Start of RECORDS SUPPLIED

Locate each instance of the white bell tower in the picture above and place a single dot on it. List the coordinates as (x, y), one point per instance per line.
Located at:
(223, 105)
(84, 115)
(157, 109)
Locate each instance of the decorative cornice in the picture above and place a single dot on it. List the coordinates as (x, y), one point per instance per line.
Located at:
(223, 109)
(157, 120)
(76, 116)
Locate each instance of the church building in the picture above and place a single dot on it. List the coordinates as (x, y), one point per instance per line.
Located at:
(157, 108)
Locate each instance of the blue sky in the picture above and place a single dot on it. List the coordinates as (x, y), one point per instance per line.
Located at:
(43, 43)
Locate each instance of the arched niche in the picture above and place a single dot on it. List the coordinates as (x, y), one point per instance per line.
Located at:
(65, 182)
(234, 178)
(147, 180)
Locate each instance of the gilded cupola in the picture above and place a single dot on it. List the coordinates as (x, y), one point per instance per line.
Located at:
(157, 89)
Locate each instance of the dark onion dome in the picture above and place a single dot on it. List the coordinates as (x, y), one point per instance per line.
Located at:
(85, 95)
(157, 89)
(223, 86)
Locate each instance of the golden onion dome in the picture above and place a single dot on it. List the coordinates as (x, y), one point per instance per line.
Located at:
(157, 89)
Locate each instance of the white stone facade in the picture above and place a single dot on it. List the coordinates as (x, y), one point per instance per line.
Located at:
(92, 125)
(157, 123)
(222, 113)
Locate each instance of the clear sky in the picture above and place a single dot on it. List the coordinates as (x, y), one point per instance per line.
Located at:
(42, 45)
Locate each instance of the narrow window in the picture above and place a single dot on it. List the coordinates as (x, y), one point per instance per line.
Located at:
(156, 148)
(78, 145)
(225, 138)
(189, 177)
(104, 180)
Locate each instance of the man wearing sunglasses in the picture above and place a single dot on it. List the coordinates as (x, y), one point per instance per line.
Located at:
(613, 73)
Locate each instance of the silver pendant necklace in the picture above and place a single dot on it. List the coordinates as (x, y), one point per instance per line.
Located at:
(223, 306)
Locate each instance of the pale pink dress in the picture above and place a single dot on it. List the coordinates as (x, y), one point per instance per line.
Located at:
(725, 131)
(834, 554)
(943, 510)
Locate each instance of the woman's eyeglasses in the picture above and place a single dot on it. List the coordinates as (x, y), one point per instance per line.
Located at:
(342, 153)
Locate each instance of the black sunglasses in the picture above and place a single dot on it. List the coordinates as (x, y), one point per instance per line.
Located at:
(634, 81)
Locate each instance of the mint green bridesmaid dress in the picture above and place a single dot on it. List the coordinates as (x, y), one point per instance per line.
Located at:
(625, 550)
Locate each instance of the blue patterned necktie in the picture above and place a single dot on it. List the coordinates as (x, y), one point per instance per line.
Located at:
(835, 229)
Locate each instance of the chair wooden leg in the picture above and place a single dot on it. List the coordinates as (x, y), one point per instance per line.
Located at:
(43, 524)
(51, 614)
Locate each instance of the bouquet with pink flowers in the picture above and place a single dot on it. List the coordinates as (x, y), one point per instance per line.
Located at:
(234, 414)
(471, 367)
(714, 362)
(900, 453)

End of RECORDS SUPPLIED

◆ **WHAT THE TASK REQUIRES**: Whatever the entries say, repeat all of them exactly.

◆ **ANSWER BELOW**:
Locate each instance of the white bell tower in the picture above and place a single dot on it. List the coordinates as (x, y), one point per instance per line.
Located at:
(223, 105)
(84, 115)
(157, 109)
Locate each instance of the decorative cornice in the picture above and place a single dot on it. List the coordinates as (x, y), one point per instance per line.
Located at:
(223, 109)
(157, 120)
(76, 116)
Locate each instance of the church building in the picture above and place a single dot on it. List the coordinates as (x, y), one point per instance per line.
Located at:
(157, 108)
Locate each instance of the blue sky in the picture above and place a single dot on it. List the coordinates as (x, y), one point per instance per line.
Located at:
(43, 43)
Locate each instance of the arched niche in the picture above and place a single dot on it. List the coordinates as (x, y), one point per instance per line.
Located at:
(65, 182)
(234, 178)
(147, 180)
Locate each instance of the gilded cupola in the picture above and place a single dot on it. List the coordinates as (x, y), one point per instance per line.
Located at:
(157, 89)
Locate each instance of the dark onion dome in the picture above and place a single dot on it. List the coordinates as (x, y), one point per instance per line.
Located at:
(85, 95)
(157, 89)
(223, 86)
Locate each instance of the golden onion dome in the picture above and place a single dot on it. List the coordinates as (x, y), one point per instance per line.
Located at:
(157, 89)
Locate each instance of the white stone facade in the picture above and place a single dot on it. List the coordinates as (x, y), one point per instance per line.
Located at:
(92, 125)
(157, 123)
(222, 113)
Locate each instance of the clear sky in the picture above and place a single dot on it. List the coordinates as (x, y), one point per instance per line.
Located at:
(42, 45)
Locate each instance of the narrow window in the picture above and place a single dot on it. List the coordinates as (x, y), one point per instance per line.
Located at:
(156, 148)
(78, 145)
(225, 138)
(189, 177)
(104, 180)
Locate each instance of the man wearing sunglasses in the picture above and place a single dot on it. List the coordinates as (x, y), one point per instance per line.
Located at:
(613, 73)
Locate each instance of the silver pendant necklace in the picture above and place a single dot on it. List the coordinates as (x, y), one point per instance per line.
Located at:
(223, 306)
Locate each instance of the pale pink dress in the picture above and place a single dot on it. List the coordinates as (x, y), one point per instance per line.
Located at:
(725, 131)
(834, 554)
(943, 510)
Locate each instance of the woman's eyeglasses in the picture above and place a single dot on it. List the coordinates as (x, y), one point per instance per line.
Located at:
(342, 153)
Locate each instance of the black sunglasses in the picture above and place a single dot on it. List the coordinates as (x, y), one point per instance per line.
Located at:
(634, 81)
Locate each instance of the mint green bridesmaid dress in the picture above and place a single dot on it. List the coordinates as (x, y), one point per instance per line.
Located at:
(625, 550)
Locate each instance of the blue patterned necktie in the picture above and place a single dot on it. List the coordinates as (x, y), one point per instance per line.
Located at:
(835, 229)
Locate each instance of the chair wooden leg in the picture above and place a single dot on it. List the coordinates as (x, y), one point per instance per line.
Located at:
(43, 524)
(51, 614)
Locate each instance of the bouquet with pink flowers in the picture above and place a single dot on it. List the coordinates as (x, y), one point per instance per line.
Located at:
(234, 414)
(471, 367)
(714, 362)
(900, 453)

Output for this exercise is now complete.